## Work request
In full and without alteration, print the records below, minus any images.

## Data for this exercise
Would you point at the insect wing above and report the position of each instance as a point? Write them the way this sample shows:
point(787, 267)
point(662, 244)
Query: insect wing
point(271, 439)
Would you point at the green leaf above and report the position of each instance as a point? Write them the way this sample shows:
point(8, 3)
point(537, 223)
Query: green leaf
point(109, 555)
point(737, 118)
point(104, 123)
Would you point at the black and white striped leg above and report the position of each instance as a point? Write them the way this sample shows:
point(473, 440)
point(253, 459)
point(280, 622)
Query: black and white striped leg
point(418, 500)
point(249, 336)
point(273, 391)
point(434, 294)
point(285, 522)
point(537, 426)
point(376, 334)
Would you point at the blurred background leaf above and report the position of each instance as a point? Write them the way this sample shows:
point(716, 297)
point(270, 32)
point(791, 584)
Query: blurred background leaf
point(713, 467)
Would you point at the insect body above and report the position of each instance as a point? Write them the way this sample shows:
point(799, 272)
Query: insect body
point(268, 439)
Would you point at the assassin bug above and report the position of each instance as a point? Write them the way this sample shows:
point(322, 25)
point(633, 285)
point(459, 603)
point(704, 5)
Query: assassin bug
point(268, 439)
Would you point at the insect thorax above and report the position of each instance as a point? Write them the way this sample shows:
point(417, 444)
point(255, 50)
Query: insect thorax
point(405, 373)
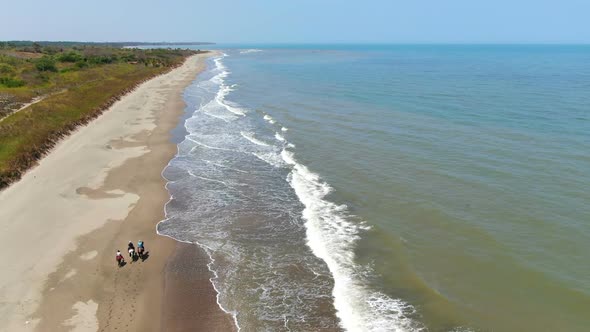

## Solution to this exercise
Would you point at the insect wing above and report the position of each instance as a point? Write them the way this sample shows:
point(787, 267)
point(662, 244)
Query: insect wing
point(271, 439)
Would you point at the green leaf above and report the position of each instance as a point? Write them the way this sample shows:
point(8, 3)
point(537, 223)
Query: green leaf
point(109, 555)
point(737, 118)
point(104, 123)
Would you point at the black and white striped leg above and report the position of each instance as a point? Write them the way this sample shows:
point(473, 440)
point(253, 459)
point(280, 622)
Query: black and white striped leg
point(418, 500)
point(249, 336)
point(273, 391)
point(434, 294)
point(285, 522)
point(537, 426)
point(376, 334)
Would you point at the blurred background leaf above and report the position of each instance as a point? Write them the way this sample shows:
point(716, 297)
point(270, 32)
point(791, 584)
Query: blurred background leaf
point(713, 467)
Would you point at the insect body above and report the position of each instance as a point? Write them the way this sample shows:
point(799, 272)
Query: insect body
point(268, 439)
Would you point at the assassin bug above and report the position of each instance as a point? Write them the way this sample shows:
point(322, 25)
point(633, 285)
point(459, 603)
point(704, 5)
Query: assassin bug
point(268, 439)
Would you point at the insect thorax above and report the position of each instance as a point? Write them the way this sample shows:
point(417, 444)
point(255, 50)
Query: insect thorax
point(405, 373)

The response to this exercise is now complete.